** Record excerpts **
——————

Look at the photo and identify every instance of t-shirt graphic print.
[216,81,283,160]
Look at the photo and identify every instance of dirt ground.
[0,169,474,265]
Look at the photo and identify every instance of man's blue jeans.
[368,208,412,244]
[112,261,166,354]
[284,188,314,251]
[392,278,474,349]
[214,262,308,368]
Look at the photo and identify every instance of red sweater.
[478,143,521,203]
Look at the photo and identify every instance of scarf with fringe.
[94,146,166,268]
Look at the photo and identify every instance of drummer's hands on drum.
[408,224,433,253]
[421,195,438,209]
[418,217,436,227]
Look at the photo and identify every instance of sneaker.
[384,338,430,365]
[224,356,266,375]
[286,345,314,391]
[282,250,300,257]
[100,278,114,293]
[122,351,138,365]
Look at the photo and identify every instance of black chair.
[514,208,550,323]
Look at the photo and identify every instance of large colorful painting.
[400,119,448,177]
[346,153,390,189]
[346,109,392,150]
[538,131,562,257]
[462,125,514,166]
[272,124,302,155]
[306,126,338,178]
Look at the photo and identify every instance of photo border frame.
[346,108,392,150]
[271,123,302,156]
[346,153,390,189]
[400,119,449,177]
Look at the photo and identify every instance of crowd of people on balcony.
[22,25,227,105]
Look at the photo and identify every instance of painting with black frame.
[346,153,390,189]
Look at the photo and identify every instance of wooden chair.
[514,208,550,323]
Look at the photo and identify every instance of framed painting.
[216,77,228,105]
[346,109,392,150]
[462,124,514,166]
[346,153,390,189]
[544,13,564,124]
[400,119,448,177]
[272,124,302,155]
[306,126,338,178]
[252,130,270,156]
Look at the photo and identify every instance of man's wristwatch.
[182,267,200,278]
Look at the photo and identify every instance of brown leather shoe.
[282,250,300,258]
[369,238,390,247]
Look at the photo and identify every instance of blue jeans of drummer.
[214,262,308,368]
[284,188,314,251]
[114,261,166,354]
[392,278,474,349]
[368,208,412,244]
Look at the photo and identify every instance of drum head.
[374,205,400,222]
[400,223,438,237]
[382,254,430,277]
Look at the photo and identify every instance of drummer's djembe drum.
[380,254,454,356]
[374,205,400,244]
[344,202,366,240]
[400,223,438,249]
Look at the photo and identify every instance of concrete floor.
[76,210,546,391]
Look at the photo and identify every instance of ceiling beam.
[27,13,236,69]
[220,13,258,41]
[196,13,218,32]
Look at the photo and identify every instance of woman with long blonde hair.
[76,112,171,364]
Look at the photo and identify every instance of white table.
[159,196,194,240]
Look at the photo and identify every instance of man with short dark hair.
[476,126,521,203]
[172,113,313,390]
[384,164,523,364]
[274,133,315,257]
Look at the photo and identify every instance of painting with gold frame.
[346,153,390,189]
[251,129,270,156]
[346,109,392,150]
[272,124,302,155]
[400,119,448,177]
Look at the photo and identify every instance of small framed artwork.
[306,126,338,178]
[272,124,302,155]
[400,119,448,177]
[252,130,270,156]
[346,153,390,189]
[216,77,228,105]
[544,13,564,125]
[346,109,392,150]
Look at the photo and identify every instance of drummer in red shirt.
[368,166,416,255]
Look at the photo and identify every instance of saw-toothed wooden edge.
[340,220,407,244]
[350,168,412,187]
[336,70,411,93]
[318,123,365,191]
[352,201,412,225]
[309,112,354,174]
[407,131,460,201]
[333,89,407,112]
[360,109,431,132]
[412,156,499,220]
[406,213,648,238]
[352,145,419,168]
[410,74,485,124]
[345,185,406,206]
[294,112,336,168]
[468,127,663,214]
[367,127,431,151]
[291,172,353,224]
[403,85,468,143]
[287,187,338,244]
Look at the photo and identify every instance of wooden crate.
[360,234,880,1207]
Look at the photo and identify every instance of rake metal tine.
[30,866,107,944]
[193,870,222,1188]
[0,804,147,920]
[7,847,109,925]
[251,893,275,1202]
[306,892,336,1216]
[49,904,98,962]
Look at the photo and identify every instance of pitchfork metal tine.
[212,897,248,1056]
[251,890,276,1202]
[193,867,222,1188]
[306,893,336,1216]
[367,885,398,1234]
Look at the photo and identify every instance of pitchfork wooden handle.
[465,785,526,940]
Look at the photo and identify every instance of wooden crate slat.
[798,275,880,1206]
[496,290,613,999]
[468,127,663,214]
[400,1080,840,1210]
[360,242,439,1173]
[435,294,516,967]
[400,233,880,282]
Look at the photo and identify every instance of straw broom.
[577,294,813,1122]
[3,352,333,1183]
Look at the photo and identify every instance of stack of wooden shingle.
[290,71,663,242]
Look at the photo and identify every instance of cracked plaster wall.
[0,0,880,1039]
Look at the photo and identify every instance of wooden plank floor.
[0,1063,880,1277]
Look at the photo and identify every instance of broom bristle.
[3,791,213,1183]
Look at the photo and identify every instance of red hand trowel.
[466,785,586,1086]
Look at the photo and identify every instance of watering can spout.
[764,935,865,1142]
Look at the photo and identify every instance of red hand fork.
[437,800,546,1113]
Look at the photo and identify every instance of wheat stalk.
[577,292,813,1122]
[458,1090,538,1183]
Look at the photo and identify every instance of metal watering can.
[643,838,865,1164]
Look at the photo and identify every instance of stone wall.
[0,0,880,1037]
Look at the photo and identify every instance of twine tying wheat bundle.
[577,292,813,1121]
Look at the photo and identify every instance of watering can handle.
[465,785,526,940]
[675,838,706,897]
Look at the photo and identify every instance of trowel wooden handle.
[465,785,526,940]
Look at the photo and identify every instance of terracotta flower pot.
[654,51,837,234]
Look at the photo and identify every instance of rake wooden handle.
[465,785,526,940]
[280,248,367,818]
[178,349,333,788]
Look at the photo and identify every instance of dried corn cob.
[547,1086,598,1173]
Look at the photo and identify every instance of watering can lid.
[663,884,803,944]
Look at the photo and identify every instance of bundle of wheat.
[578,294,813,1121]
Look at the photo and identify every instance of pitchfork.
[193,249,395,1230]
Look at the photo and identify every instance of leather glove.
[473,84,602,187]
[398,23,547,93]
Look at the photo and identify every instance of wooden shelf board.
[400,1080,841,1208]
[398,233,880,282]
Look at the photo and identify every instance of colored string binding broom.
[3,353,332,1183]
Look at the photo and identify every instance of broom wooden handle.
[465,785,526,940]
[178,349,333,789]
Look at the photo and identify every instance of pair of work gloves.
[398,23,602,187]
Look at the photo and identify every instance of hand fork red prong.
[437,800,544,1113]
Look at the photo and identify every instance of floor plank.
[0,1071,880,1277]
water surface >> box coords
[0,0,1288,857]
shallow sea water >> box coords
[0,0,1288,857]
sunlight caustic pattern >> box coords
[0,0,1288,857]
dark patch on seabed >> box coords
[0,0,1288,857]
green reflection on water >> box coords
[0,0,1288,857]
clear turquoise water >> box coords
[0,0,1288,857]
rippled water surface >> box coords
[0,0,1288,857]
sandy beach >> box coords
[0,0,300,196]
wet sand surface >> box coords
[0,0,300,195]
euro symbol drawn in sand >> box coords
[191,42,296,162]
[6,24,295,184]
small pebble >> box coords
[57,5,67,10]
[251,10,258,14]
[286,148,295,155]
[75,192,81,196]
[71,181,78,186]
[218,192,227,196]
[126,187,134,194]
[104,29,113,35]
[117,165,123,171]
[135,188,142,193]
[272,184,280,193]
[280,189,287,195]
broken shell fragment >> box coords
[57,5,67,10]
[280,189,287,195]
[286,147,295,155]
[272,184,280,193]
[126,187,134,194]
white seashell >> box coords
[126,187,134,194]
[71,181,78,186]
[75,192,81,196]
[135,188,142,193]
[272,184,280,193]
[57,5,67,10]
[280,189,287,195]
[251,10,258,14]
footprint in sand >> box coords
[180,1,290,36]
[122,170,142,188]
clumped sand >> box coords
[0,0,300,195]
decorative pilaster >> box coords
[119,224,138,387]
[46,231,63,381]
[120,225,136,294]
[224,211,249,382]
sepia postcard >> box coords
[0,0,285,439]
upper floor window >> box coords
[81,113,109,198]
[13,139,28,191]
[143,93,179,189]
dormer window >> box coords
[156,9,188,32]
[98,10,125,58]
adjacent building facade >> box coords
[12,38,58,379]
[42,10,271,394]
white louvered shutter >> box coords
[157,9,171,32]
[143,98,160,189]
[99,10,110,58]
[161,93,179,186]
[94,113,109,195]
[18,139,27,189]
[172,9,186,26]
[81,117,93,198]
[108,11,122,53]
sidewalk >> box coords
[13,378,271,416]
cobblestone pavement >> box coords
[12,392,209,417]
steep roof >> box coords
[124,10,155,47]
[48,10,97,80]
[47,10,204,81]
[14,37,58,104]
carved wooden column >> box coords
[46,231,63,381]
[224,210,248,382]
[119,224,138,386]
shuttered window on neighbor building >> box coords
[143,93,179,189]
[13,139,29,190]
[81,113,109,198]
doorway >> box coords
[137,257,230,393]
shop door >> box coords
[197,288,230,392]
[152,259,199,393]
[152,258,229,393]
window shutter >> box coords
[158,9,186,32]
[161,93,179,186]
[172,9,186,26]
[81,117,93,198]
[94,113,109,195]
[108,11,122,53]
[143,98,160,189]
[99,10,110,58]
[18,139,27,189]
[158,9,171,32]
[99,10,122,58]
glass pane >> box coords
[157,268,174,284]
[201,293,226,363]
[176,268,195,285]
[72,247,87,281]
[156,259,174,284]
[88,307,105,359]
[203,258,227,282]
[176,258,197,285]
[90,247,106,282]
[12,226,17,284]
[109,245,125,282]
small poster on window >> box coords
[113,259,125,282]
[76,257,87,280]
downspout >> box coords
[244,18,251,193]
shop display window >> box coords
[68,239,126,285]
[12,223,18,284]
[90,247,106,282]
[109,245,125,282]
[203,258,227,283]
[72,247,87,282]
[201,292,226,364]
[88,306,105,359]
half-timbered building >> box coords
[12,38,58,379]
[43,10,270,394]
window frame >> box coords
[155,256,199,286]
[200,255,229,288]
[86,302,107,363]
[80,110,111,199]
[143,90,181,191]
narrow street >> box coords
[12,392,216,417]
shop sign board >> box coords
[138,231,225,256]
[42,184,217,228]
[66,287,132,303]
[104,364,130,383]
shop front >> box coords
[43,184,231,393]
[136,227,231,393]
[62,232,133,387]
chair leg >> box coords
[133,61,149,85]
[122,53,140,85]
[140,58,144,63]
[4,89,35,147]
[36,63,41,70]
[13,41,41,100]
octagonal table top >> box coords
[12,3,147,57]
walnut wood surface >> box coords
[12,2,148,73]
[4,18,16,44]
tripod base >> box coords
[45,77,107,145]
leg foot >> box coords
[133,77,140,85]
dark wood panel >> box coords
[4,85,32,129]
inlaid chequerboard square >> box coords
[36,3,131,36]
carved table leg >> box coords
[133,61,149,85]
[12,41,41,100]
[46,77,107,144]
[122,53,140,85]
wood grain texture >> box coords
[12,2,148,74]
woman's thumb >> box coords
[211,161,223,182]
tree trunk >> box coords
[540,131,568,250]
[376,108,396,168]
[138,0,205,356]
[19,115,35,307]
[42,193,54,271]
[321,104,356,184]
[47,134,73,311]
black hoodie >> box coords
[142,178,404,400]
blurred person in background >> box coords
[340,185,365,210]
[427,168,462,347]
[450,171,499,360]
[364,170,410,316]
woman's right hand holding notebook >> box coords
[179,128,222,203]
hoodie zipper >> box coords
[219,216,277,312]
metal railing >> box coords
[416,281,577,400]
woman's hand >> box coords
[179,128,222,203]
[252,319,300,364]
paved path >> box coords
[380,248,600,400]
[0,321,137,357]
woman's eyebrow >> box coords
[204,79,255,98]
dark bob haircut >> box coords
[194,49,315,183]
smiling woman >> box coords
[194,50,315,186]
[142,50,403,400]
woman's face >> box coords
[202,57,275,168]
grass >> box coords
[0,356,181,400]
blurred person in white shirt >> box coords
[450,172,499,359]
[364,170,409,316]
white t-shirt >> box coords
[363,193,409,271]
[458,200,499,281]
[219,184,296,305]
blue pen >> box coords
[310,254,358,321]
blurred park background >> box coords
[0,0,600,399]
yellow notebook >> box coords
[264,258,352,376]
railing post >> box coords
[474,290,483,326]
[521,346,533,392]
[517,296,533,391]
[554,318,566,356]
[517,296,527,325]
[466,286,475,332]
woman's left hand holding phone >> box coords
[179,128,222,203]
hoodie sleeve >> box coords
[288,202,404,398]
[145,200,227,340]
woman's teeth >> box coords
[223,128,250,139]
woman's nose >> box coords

——————

** Task prompt **
Please copy everything from the first of the rows above down to the line containing "[478,143,521,203]", including both ends, with each line unchanged.

** Exercise answer **
Look at the photo and identify every instance of t-shirt graphic print.
[216,81,283,160]
Look at the photo and identify every instance of dirt ground.
[0,169,474,265]
Look at the photo and identify every instance of man's blue jeans.
[368,208,412,244]
[112,261,166,354]
[284,188,314,251]
[392,278,474,349]
[214,262,308,368]
Look at the photo and identify every instance of red sweater.
[478,143,521,203]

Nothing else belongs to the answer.